# [ASSIGNMENT]
Starting with the first line of the data that follows, transcribe every line verbatim until the line containing "x=277, y=142" has been transcribed.

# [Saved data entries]

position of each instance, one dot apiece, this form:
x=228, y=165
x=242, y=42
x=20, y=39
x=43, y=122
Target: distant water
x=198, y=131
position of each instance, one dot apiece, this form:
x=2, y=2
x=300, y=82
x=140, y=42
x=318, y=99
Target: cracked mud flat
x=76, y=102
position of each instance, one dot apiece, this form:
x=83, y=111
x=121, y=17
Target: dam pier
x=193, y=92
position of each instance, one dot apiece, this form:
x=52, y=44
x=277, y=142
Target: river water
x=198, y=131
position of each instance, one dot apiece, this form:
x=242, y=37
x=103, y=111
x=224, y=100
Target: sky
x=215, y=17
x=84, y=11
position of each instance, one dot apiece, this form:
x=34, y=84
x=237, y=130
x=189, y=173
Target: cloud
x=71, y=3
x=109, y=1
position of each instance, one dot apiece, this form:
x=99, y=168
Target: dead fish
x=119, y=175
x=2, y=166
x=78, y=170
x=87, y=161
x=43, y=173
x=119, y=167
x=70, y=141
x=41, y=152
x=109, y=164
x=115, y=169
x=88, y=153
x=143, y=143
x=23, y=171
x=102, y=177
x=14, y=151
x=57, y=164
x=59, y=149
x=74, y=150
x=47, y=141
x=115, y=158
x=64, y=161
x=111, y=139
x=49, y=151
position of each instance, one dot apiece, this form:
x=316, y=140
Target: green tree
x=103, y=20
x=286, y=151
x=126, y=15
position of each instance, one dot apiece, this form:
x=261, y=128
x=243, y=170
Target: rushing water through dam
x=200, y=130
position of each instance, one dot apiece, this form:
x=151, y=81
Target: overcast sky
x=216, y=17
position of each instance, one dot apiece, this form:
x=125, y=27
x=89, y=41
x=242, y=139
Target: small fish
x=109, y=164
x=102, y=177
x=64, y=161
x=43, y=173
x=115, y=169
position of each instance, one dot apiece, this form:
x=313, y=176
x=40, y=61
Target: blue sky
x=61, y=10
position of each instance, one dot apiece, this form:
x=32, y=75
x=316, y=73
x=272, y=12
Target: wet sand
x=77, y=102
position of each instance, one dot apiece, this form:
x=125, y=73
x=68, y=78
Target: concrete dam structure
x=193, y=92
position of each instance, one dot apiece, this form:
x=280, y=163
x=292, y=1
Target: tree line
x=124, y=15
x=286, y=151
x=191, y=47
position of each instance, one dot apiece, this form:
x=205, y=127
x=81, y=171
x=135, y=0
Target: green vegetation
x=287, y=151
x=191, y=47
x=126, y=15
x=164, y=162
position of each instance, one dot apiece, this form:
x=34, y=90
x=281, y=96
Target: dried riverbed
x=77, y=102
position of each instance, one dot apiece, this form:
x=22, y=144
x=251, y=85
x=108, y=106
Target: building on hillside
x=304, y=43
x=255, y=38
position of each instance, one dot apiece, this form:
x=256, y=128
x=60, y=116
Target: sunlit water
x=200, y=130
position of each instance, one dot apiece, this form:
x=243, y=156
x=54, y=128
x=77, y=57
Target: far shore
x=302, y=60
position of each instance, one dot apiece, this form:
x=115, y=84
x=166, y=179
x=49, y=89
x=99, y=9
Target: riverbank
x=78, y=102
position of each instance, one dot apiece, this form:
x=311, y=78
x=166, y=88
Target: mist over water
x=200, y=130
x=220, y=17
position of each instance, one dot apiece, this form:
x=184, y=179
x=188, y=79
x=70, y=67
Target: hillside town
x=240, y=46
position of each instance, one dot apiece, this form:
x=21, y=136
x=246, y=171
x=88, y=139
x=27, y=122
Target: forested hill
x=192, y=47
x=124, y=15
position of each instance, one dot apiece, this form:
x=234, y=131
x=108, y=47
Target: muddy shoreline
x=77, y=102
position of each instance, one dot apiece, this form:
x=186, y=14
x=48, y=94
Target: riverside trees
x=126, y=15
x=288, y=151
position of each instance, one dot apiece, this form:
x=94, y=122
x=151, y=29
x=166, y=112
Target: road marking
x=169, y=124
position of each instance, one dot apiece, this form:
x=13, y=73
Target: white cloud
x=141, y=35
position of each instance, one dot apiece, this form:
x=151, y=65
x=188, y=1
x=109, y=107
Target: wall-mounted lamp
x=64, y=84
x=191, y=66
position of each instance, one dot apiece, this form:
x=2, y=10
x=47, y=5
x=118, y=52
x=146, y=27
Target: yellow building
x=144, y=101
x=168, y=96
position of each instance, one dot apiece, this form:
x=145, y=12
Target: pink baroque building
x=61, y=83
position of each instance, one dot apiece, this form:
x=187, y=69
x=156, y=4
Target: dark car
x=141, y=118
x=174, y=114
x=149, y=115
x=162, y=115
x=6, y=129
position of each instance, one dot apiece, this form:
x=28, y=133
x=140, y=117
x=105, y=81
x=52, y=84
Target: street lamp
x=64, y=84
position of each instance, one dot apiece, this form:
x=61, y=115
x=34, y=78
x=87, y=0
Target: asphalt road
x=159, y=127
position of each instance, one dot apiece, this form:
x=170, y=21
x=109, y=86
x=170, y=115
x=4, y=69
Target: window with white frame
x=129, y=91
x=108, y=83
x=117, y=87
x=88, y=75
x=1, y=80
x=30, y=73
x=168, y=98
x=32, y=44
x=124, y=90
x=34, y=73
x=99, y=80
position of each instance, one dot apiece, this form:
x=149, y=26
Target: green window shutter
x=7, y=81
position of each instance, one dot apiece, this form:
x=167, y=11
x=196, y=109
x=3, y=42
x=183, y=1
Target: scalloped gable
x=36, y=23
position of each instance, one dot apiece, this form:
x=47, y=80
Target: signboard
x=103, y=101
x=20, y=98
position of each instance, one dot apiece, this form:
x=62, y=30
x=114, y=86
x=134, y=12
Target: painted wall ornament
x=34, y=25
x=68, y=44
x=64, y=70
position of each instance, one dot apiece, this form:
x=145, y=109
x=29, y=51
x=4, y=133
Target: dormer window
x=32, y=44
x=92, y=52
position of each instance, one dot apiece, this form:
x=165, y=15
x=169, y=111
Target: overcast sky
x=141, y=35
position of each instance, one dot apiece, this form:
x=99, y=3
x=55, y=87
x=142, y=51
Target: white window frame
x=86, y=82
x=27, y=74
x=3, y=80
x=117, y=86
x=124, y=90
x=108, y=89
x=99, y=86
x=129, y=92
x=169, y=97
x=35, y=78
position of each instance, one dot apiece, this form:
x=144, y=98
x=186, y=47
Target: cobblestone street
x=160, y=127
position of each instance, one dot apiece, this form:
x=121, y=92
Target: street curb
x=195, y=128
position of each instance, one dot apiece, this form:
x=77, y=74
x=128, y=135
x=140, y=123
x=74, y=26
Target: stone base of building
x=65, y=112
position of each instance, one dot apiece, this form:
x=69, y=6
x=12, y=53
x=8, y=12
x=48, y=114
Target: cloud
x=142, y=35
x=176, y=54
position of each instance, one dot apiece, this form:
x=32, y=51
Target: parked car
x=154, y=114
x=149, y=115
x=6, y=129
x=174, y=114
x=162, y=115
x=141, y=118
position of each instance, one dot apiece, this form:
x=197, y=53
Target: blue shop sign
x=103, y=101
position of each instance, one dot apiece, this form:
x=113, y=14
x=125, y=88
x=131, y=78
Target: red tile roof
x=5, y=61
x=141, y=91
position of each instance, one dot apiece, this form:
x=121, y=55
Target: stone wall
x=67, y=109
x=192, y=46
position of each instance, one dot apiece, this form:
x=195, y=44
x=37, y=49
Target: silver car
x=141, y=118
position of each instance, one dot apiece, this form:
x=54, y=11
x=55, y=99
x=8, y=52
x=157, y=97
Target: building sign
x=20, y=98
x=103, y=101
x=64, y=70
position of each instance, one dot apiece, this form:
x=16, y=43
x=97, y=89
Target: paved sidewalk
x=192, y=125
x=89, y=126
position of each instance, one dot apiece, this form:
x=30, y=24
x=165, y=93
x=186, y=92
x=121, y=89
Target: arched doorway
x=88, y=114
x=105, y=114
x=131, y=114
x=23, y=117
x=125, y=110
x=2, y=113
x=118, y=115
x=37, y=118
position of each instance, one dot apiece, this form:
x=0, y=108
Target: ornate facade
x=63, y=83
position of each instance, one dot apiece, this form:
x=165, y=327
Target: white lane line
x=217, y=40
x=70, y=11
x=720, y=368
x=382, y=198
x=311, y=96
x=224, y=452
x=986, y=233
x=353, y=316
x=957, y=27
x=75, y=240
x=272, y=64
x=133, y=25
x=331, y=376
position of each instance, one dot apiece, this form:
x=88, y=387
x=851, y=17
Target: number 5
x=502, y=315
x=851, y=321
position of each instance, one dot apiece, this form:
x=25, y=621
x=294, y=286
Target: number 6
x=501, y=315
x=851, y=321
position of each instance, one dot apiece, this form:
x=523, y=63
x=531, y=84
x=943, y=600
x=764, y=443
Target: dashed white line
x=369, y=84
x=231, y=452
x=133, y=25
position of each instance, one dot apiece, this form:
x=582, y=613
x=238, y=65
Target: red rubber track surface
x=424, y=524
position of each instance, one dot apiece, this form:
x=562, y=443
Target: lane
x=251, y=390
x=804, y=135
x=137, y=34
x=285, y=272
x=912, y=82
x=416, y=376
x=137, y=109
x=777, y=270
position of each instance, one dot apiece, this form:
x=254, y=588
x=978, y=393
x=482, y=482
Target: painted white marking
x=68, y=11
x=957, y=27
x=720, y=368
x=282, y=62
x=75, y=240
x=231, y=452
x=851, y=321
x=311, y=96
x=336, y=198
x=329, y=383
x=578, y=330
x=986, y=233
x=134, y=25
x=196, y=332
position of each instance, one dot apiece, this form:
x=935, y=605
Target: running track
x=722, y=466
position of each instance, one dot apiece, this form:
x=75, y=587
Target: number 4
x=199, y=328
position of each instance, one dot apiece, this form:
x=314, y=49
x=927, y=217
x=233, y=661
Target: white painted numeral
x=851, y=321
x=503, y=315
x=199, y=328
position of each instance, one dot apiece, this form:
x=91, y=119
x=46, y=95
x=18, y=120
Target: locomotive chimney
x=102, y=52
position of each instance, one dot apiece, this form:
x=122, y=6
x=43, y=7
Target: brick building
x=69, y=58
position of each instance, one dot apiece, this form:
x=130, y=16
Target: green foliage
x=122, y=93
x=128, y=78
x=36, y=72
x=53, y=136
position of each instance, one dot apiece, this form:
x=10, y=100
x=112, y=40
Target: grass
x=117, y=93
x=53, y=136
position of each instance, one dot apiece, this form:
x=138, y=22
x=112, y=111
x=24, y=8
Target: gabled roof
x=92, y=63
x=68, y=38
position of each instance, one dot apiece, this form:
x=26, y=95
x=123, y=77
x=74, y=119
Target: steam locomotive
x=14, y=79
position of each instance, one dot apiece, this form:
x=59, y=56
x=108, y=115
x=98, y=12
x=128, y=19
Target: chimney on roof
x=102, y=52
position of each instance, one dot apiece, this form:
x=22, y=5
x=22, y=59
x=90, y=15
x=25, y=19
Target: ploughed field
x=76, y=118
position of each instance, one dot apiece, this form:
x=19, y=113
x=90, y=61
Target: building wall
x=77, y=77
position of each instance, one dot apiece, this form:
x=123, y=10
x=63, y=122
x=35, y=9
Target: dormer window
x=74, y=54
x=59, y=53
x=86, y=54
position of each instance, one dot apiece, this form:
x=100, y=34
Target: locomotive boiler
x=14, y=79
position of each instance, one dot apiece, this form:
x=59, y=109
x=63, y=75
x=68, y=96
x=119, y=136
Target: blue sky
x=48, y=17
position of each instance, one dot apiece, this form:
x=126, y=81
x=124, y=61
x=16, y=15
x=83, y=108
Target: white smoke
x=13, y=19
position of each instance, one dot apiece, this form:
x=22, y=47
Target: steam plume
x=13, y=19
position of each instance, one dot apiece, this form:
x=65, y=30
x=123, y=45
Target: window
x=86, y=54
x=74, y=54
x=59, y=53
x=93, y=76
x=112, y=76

# [WRITTEN REPLY]
position of each instance, one dot apiece, this form:
x=228, y=165
x=242, y=42
x=20, y=39
x=43, y=122
Target: distant water
x=198, y=131
position of each instance, one dot apiece, this form:
x=2, y=2
x=300, y=82
x=140, y=42
x=318, y=99
Target: cracked mud flat
x=76, y=102
position of each instance, one dot apiece, this form:
x=83, y=111
x=121, y=17
Target: dam pier
x=193, y=92
position of each instance, one dot apiece, this form:
x=52, y=44
x=277, y=142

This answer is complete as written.